* _Supplied passage_
·····
„Verifiable Timed Linkable Ring Signatures For Scalable Payments for Monero“ Accepted to ESORICS 2022

Symbolic picture for the article. The link opens the image in a large view.

The paper „Verifiable Timed Linkable Ring Signatures For Scalable Payments for Monero“ has been accepted to 27th European Symposium on Research in Computer Security. This is a joint work of Sri Aravindakrishnan Thyagarajan, Giulio Malavolta, Fritz Schmidt and Dominique Schröder.

Decentralized cryptocurrencies still suffer from three interrelated weaknesses: Low transaction rates, high transaction fees, and long confirmation times. Payment Channels promise to be a solution to these issues, and many constructions for real-life cryptocurrencies, such as Bitcoin, are known. Somewhat surprisingly, no such solution is known for Monero, the largest privacy-preserving cryptocurrency, without requiring system-wide changes like a hard-fork of its blockchain.
·····
* _Dataset entries_
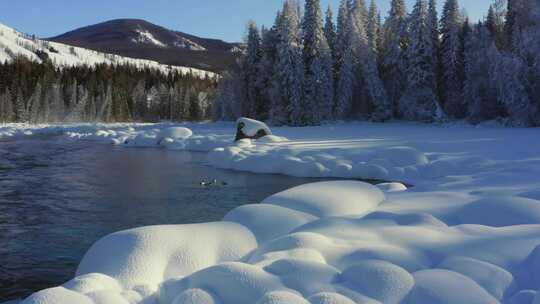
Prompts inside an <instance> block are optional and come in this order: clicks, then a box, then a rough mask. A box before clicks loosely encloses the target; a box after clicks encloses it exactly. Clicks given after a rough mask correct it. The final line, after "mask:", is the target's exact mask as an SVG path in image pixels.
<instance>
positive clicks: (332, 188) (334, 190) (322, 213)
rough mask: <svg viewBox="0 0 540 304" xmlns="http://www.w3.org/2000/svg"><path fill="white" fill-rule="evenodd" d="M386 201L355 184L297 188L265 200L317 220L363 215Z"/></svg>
mask: <svg viewBox="0 0 540 304" xmlns="http://www.w3.org/2000/svg"><path fill="white" fill-rule="evenodd" d="M384 199H385V196H384V194H383V193H382V191H381V190H379V189H378V188H377V187H375V186H373V185H370V184H368V183H364V182H358V181H332V182H319V183H312V184H307V185H302V186H298V187H295V188H292V189H289V190H286V191H283V192H280V193H278V194H274V195H272V196H270V197H269V198H267V199H265V200H264V201H263V203H265V204H272V205H278V206H282V207H286V208H290V209H294V210H297V211H300V212H304V213H308V214H311V215H314V216H316V217H328V216H340V215H365V214H367V213H370V212H371V211H373V210H374V209H375V208H376V207H377V206H378V205H379V204H380V203H381V202H383V201H384Z"/></svg>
·····
* _What is needed_
Reproduce, word for word, the stretch of the announcement from "Decentralized cryptocurrencies still" through "of its blockchain.".

* _Expected answer_
Decentralized cryptocurrencies still suffer from three interrelated weaknesses: Low transaction rates, high transaction fees, and long confirmation times. Payment Channels promise to be a solution to these issues, and many constructions for real-life cryptocurrencies, such as Bitcoin, are known. Somewhat surprisingly, no such solution is known for Monero, the largest privacy-preserving cryptocurrency, without requiring system-wide changes like a hard-fork of its blockchain.